What you need to do:
- 1) Reproduce the rows word for word, everything from the first row down to the line that contains "<point>72,234</point>", with both of those ends included.
- 2) Pick up the piece about the Black Guerrilla Family where it stops and keep writing.

Excerpt provided:
┏━━
The Black Guerrilla Family (BGF, also known as the Black Family, the Black Vanguard, and Jamaa) is an African-American black power prison and street gang founded in 1966 by George Jackson, George "Big Jake" Lewis, and W. L. Nolen while they were incarcerated at San Quentin State Prison in Marin County, California.

Philosophy and goals

Inspired by Marcus Garvey, the Black Guerilla Family (BGF) characterizes itself as an ideological African-American MarxistLeninist revolutionary organization composed of prisoners. It was founded with the stated goals of promoting black power, maintaining dignity in prison, and overthrowing the United States government. The BGF's ideological and economic aims, collectively known as "Jamaanomics", are laid out in the group's Black Book. Contemporarily, the group engages in primarily criminal activity with rival gangs rather than political activity.

History
The Black Guerrilla Family was founded by George Jackson in San Quentin State Prison during the Black Power movement.

Fay Stender attempted murder
In 1979, former BGF lawyer Fay Stender was shot five times by recently paroled Black Guerilla Family member Edward Glenn Brooks for Stender's alleged betrayal of George Jackson. Brooks forced Stender to state: "I, Fay Stender, admit I betrayed George Jackson and the prison movement when they needed me most" just before he shot her. Stender was left paralyzed below the waist by the assault and in constant pain. She committed suicide in Hong Kong shortly after she testified against Brooks.

Huey P. Newton murder
On August 22, 1989, co-founder and leader of the Black Panther Party for Self Defense, Huey P. Newton was fatally shot outside 1456 9th St. in West Oakland by 25-year-old Black Guerilla Family member Tyrone Robinson. Relations between Newton and factions within the Black Guerilla Family had been strained for nearly two decades. Many former Black Panthers who became BGF members in jail were disenchanted with Newton for his perceived abandonment of imprisoned Black Panther Party members. In his book, Shadow of the Panther, Hugh Pearson alleges that Newton was addicted to crack cocaine, and his extortion of local BGF drug dealers to obtain free drugs added to their animosity.
┗━━
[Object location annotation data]
┏━━
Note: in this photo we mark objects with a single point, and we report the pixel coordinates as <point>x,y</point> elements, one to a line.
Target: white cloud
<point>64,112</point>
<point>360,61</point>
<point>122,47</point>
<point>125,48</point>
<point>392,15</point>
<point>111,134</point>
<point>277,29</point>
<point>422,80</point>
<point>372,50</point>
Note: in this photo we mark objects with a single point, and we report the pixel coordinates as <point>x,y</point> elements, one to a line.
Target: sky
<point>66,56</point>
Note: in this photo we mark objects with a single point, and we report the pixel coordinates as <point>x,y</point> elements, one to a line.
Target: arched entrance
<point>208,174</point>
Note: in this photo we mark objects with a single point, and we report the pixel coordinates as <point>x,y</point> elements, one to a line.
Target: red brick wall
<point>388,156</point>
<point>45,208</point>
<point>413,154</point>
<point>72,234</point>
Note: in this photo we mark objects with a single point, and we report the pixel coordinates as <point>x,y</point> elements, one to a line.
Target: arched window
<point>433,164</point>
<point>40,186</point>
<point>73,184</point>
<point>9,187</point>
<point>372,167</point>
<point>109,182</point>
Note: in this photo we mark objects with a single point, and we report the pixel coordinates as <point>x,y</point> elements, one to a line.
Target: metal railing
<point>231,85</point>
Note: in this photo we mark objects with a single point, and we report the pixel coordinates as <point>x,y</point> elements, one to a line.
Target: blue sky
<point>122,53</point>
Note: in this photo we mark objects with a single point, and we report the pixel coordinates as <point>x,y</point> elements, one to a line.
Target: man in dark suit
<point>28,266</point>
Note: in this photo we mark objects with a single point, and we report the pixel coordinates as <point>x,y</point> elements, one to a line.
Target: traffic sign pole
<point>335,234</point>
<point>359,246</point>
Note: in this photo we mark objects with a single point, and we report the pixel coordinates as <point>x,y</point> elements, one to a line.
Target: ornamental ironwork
┗━━
Answers:
- 1)
Note: in this photo we mark objects with a single point, and we report the pixel coordinates as <point>x,y</point> elements, one to a line.
Target: white cloud
<point>64,112</point>
<point>360,61</point>
<point>122,47</point>
<point>125,48</point>
<point>392,15</point>
<point>111,134</point>
<point>277,29</point>
<point>422,80</point>
<point>372,50</point>
Note: in this photo we mark objects with a single point, and we report the pixel coordinates as <point>x,y</point> elements, one to a line.
Target: sky
<point>66,56</point>
Note: in this photo we mark objects with a single point, and we report the pixel coordinates as <point>x,y</point> elements, one to a line.
Target: arched entrance
<point>208,174</point>
Note: in this photo we mark objects with a single point, and we report the pixel coordinates as <point>x,y</point> elements, one to a line.
Target: red brick wall
<point>388,156</point>
<point>45,208</point>
<point>413,154</point>
<point>72,234</point>

- 2)
Robinson was convicted of the murder in August 1991 and sentenced to 32 years for the crime.

Baltimore unrest

In 2015, Baltimore police stated that the Black Guerrilla Family, the Bloods, and the Crips were "teaming up" to target police officers. Later, however, leaders of both the Bloods and the Crips denied the allegations, released a video statement asking for calm and peaceful protest in the area, and joined with police and clergy to enforce the curfew. At one occasion, gang members helped to prevent a riot at the Security Square Mall by dispersing attempted rioters. On other occasions, rival gang members helped each other to protect black-owned businesses, black children, and reporters, diverting rioters to Chinese- and Arab-owned businesses instead.

Symbols
 Crossed sabres, machetes, rifles, shotguns with the letters (B G F) or (2.7.6.)
 A black dragon.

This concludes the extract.